Task description: The exercise asks for every line of the data to be reproduced exactly.
• • •
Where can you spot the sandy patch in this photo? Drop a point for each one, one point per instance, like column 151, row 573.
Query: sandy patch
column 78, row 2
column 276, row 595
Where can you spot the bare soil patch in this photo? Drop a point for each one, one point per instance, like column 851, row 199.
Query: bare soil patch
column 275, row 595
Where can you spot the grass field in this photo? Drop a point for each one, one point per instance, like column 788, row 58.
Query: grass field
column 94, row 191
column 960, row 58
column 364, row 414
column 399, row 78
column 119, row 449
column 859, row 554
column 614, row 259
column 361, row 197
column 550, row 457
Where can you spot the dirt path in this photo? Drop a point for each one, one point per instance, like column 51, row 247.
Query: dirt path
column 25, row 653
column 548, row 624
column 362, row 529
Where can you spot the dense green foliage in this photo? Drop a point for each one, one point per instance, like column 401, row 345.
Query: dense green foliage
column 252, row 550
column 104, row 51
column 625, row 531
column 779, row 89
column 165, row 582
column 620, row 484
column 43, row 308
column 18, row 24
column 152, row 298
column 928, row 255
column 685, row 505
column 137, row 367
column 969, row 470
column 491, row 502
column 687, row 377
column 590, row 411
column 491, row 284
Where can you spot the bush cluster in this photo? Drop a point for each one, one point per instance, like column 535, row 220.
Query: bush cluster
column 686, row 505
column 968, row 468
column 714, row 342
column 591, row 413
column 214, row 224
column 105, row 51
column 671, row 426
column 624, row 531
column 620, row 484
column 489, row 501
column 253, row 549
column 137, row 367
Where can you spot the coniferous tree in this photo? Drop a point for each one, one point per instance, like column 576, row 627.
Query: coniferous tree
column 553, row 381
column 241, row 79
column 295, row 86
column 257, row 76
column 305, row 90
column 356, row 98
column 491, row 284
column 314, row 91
• • •
Solution to this task:
Where can you spot the sandy patch in this photo? Drop a point for each one, one point per instance, like column 151, row 573.
Query: sandy patch
column 78, row 2
column 276, row 595
Where can you spot the bare soil patch in this photo? Drop a point for each one, one point per instance, like column 851, row 199.
Query: bare soil patch
column 275, row 595
Where can you spot the grass field in this photo? Drop a point for each one, one point per instance, like column 788, row 58.
Query: grass field
column 94, row 191
column 960, row 58
column 364, row 414
column 399, row 78
column 119, row 449
column 859, row 554
column 614, row 259
column 361, row 197
column 550, row 457
Where can you spot the dirt path in this photo? Drop a point for each one, one point per instance, like column 51, row 247.
Query: dirt path
column 25, row 653
column 548, row 624
column 362, row 529
Where can you spot the dense green foliage in this photo? Drop a point for each one, one point per instance, like column 401, row 345.
Query: dense green foliage
column 252, row 550
column 104, row 51
column 625, row 531
column 779, row 89
column 165, row 582
column 620, row 484
column 43, row 308
column 18, row 24
column 152, row 298
column 928, row 255
column 685, row 505
column 137, row 367
column 969, row 470
column 491, row 502
column 687, row 377
column 590, row 411
column 491, row 284
Where can you spot the bush cluster in this photo? Drop a point for each one, one point per instance, like column 535, row 220.
Query: bush cluster
column 686, row 505
column 968, row 468
column 714, row 342
column 591, row 413
column 214, row 224
column 105, row 51
column 671, row 426
column 624, row 531
column 620, row 484
column 489, row 501
column 253, row 549
column 137, row 367
Where can you spot the coniferous tree in this photo? Drop a point for each one, one point per instance, like column 576, row 627.
Query: coniferous tree
column 553, row 381
column 241, row 79
column 295, row 86
column 257, row 76
column 305, row 90
column 356, row 98
column 491, row 284
column 314, row 91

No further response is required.